[Records provided]:

--- START ---

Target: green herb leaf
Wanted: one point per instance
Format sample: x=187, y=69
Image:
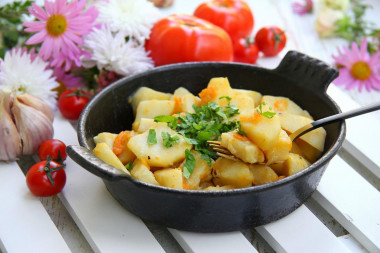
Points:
x=129, y=165
x=207, y=122
x=152, y=136
x=189, y=164
x=168, y=140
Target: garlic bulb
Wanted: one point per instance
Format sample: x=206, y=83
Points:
x=10, y=142
x=33, y=126
x=37, y=103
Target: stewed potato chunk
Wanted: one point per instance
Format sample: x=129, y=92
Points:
x=141, y=171
x=170, y=141
x=291, y=122
x=157, y=154
x=171, y=178
x=280, y=151
x=145, y=93
x=242, y=147
x=283, y=104
x=201, y=173
x=152, y=108
x=262, y=174
x=262, y=131
x=235, y=173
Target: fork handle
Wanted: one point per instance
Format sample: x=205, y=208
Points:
x=334, y=118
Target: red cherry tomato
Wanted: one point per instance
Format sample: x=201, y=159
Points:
x=245, y=51
x=270, y=40
x=38, y=181
x=234, y=16
x=71, y=102
x=185, y=38
x=54, y=148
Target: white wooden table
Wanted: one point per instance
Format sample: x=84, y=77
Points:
x=343, y=215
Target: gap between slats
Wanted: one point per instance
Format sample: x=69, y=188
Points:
x=66, y=133
x=25, y=226
x=352, y=201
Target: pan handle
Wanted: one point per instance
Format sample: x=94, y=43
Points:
x=313, y=72
x=90, y=162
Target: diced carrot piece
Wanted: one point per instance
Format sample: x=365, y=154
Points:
x=207, y=95
x=177, y=105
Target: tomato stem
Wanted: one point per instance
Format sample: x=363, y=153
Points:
x=49, y=170
x=277, y=37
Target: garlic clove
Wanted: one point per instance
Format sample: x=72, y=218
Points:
x=33, y=126
x=38, y=104
x=10, y=141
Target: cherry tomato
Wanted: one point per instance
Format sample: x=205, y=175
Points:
x=72, y=101
x=245, y=51
x=54, y=148
x=185, y=38
x=234, y=16
x=43, y=179
x=270, y=40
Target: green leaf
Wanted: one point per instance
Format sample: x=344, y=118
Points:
x=152, y=136
x=189, y=164
x=164, y=118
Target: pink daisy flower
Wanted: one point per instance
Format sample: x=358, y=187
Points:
x=358, y=68
x=303, y=8
x=60, y=28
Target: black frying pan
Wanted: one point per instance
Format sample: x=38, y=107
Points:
x=299, y=77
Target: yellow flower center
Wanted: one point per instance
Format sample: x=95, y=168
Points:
x=56, y=25
x=360, y=70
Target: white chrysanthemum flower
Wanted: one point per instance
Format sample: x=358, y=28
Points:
x=134, y=18
x=25, y=75
x=111, y=51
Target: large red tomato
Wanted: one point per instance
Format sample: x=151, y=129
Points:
x=234, y=16
x=185, y=38
x=46, y=178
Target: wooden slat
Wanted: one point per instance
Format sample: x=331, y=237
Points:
x=216, y=242
x=352, y=201
x=300, y=231
x=106, y=225
x=352, y=244
x=25, y=226
x=362, y=140
x=88, y=201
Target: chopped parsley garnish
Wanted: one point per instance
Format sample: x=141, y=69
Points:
x=207, y=123
x=152, y=136
x=189, y=164
x=168, y=140
x=267, y=114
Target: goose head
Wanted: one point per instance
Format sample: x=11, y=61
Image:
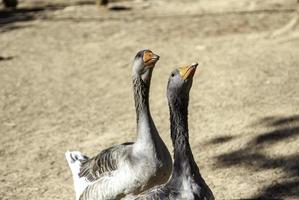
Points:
x=143, y=64
x=180, y=82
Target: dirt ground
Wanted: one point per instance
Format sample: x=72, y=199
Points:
x=65, y=84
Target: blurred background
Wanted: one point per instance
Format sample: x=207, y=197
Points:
x=65, y=84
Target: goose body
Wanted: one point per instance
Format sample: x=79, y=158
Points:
x=185, y=183
x=129, y=168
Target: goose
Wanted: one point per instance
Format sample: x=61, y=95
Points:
x=185, y=182
x=128, y=168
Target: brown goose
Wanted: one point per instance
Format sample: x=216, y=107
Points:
x=129, y=168
x=186, y=183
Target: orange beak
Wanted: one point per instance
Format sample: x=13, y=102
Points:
x=187, y=72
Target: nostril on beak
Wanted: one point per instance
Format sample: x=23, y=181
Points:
x=194, y=64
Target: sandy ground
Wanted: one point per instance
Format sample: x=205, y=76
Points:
x=65, y=85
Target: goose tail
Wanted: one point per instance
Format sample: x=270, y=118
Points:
x=75, y=160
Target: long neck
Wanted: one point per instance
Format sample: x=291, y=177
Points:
x=184, y=164
x=145, y=123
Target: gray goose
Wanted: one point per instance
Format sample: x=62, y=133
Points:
x=129, y=168
x=186, y=182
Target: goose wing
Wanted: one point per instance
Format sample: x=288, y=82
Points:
x=161, y=192
x=106, y=161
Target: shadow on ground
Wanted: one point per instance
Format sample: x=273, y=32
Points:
x=9, y=17
x=252, y=157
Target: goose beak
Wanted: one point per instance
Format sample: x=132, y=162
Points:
x=150, y=59
x=187, y=72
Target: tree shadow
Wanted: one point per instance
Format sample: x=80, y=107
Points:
x=252, y=157
x=221, y=139
x=9, y=17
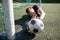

--- END ---

[Activity]:
Restate word for word only the lines from where the entries begin through the one with "Format sample: x=206, y=83"; omit the pictures.

[Solution]:
Target: green herb leaf
Wanted: one point per instance
Format sample: x=187, y=69
Image:
Points:
x=129, y=165
x=207, y=122
x=152, y=136
x=189, y=164
x=168, y=140
Target: garlic bulb
Wanted: one point per instance
Format sample: x=206, y=83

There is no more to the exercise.